=== PASSAGE FOR REVIEW ===

The Western Branch
Watershed Restoration Action Strategy (WRAS)

 
 
 
Watershed Restoration Action Strategy
Fifty-eight watersheds in Maryland need restoration according to the 1998 Clean Water Action Plan. The Maryland Department of Natural Resources (DNR) provides grants and technical assistance to counties to help develop a Watershed Restoration Action Strategy (WRAS). Watersheds not meeting clean water and other natural resource goals and are most in need of restoration actions.

Local governments lead the process to develop WRAS, which are comprehensive watershed plans that reflect specific goals and commitments to preserve and restore habitat and water quality. The WRAS targets specific sites within a watershed that would benefit from establishing riparian buffers, increasing impervious cover, reducing pollutant loading levels in a sub watershed, preserving existing open space and/or greenways, restoring wetlands. The overall objective of these goals is to revise comprehensive plans, and/or ordinance, policy or code to establishing zoning and permitting feasibility for low impact development and environmentally sensitive development practices that contribute to improved water quality.
The
City of Bowie is included in two WRAS that identify local priorities to enhance
water quality, living resources and habitat with the jurisdiction. By restoring,
maintaining and enhancing the pre-development environs within the development
sites with the incorporation of Low Impact Development,
Green Building, renewable
energy, and conservation
landscaping techniques, and by implementing
policies that encourage sustainable, responsible development, communities
can effectively reduce overland runoff and diminish the erodible soils, nutrients,
and metals being transported to the Patuxent River, and assist in improving-stream
habitat and biotic communities.

=== SUPPLIED INFORMATION ===

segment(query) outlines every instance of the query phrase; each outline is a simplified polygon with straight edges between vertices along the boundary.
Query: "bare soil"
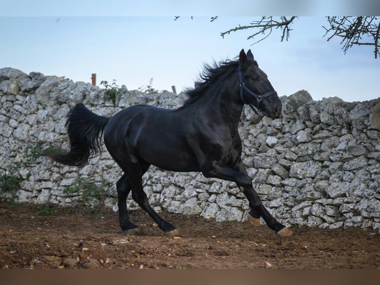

=== WHAT YOU HAVE TO DO ===
Please write what comes next in the Western Branch watershed restoration passage, starting after its final sentence. The material isn't needed here.

=== RESPONSE TO THE EXERCISE ===
Low
Impact Development (LID) is a term describing over 100 environmentally sensitive
stormwater management techniques. LID techniques serve to reduce or eliminate
the amount of water running off rooftops and pavement, and reduce or eliminate
surfaces impervious to rainwater. Rather than diverting all stormwater into
retention ponds, LID techniques reintroduce natural hydrological systems throughout
the project site, which will in turn allow the rainwater to replenish the ground
table at that location. The most visible and widely used LID techniques include
living roofs, cisterns, grass swales, bio-retention cells such as tree cells,
weep walls, or rain gardens. Porous pavement and a variety of concrete or brick
pavers are also becoming more common.

The Upper Patuxent and the Western Branch WRAS documents can be viewed at DNR’s WRAS Document Website.
The City of Bowie has several projects currently underway that are included in a WRAS that demonstrate LID, Green Building, conservation landscaping, and/or habitat restoration. Projects that offer public participation are included in the City’s GREEN Initiatives: Public Information Presentations.